[Request A]
Please reproduce the stretch from "Remove stamp from" through "that in Python/OpenCV." in the thread about removing a stamp from a bill.
[Request B]
Continue the thread about removing a stamp from a bill, starting right after the point where it ends.

[Supplied text]
========================
Search code examples
pythonopencvocrpython-tesseract

Remove stamp from bill python


Any ideas on how to remove the stamp from this bill prior to OCR processing? enter image description here


Solution

  • Here is one way to do that in Python/OpenCV.

    • Read input
    • Threshold on yellow
    • Dilate to fill out rectangle
    • Get largest contour
    • Draw a white filled contour on the input image
    • Save the results

    Input:

    enter image description here

    import cv2
    import numpy as np
    
    # read image
    img = cv2.imread('form_with_label.jpg')
    
    # threshold on yellow
    lower=(0,200,200)
    upper=(100,255,255)
    thresh = cv2.inRange(img, lower, upper)
    
    # apply dilate morphology
    kernel = np.ones((9,9), np.uint8)
    mask = cv2.morphologyEx(thresh, cv2.MORPH_DILATE, kernel)
    
    # get largest contour
    contours = cv2.findContours(mask, cv2.RETR_EXTERNAL, cv2.CHAIN_APPROX_SIMPLE)
    contours = contours[0] if len(contours) == 2 else contours[1]
    big_contour = max(contours, key=cv2.contourArea)
========================
[Source material]
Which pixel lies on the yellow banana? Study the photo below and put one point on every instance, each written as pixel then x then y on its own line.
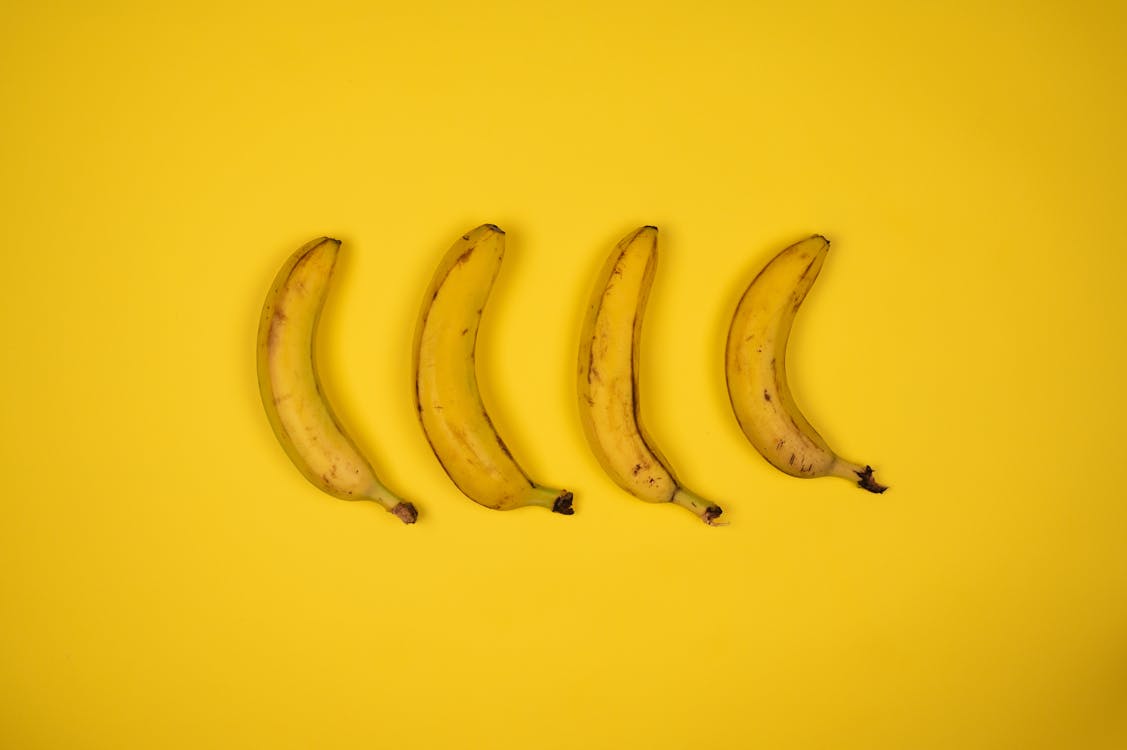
========================
[Answer A]
Remove stamp from bill python


Any ideas on how to remove the stamp from this bill prior to OCR processing? enter image description here


Solution

  • Here is one way to do that in Python/OpenCV.

[Answer B]
    x,y,w,h = cv2.boundingRect(big_contour)
    
    # draw filled white contour on input 
    result = img.copy()
    cv2.drawContours(result,[big_contour],0,(255,255,255),-1)
    
    # save cropped image
    cv2.imwrite('form_with_label_thresh.png',thresh)
    cv2.imwrite('form_with_label_mask.png',mask)
    cv2.imwrite('form_with_label_removed.png',result)
    
    # show the images
    cv2.imshow("THRESH", thresh)
    cv2.imshow("MASK", mask)
    cv2.imshow("RESULT", result)
    cv2.waitKey(0)
    cv2.destroyAllWindows()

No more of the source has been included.